## Task brief
Using the entries below, quote exactly the span of lines that begins with the line containing "Annotation task — annotate the white hose" and ends with the final line.

## Input rows
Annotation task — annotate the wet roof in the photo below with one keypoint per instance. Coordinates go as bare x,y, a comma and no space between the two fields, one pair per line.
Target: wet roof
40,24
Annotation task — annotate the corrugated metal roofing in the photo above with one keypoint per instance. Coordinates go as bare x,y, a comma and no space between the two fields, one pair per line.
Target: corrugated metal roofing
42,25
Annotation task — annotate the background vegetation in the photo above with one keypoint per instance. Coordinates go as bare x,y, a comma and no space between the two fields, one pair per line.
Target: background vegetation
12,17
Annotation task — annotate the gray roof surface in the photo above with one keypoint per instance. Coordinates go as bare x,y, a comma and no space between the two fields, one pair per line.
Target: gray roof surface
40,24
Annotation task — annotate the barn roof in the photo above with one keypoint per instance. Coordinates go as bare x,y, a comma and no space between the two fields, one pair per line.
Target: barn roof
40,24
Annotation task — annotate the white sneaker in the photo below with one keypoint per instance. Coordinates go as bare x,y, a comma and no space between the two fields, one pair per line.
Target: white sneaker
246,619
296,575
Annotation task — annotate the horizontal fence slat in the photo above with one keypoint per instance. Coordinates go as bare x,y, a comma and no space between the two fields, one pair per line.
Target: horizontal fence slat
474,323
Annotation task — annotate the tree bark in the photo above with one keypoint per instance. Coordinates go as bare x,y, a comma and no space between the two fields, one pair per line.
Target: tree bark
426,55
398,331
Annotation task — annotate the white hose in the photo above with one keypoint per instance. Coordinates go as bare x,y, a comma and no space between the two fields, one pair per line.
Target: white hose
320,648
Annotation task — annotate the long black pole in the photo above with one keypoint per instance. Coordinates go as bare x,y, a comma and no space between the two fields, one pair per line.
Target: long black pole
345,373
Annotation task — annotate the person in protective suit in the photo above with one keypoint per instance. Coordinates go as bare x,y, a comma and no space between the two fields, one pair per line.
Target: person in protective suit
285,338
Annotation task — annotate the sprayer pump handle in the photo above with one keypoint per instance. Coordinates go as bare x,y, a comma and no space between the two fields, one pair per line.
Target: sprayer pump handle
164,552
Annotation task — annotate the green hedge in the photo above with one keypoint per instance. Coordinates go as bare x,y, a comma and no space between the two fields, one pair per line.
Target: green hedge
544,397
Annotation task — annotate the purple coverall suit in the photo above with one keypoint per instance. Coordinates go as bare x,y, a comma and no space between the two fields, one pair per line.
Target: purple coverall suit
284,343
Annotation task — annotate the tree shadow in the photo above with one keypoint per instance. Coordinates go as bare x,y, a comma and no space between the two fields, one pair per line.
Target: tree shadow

## The reply
Annotation task — annotate the white hose in the photo above with one keypoint per instance. Coordinates go as bare x,y, a comma and no space between the two fields, one pair per line.
Target: white hose
320,648
Annotation task — annotate the long black pole in the photo above with one keypoint per instance. Coordinates go as bare x,y, a comma and no space between the two fields, one pair per line.
Target: long black pole
345,373
Annotation task — annotate the person in protective suit in the photo above with one keypoint per instance. Coordinates go as bare x,y, a comma and no space between the two fields, one pair per line.
Target: person in protective suit
285,338
Annotation task — annotate the sprayer pump handle in the photo above with one keypoint per instance. Coordinates go as bare x,y, a comma and no space between the two fields, one pair per line.
Target: sprayer pump handle
164,552
Annotation task — annotate the green hedge in the photo above with one keypoint per instance. Coordinates go as bare x,y, a comma and no space between the two fields, one pair per line.
Target: green hedge
544,397
Annotation task — annotate the purple coverall suit in the photo above with one keypoint per instance. Coordinates go as bare x,y, a comma and no space between the two fields, one pair per line.
Target: purple coverall suit
284,343
Annotation task — annotate the tree shadow in the photo above with one keypoint per instance. Coordinates go as bare x,y, a comma and no space between the two fields, one pair per line.
Target: tree shadow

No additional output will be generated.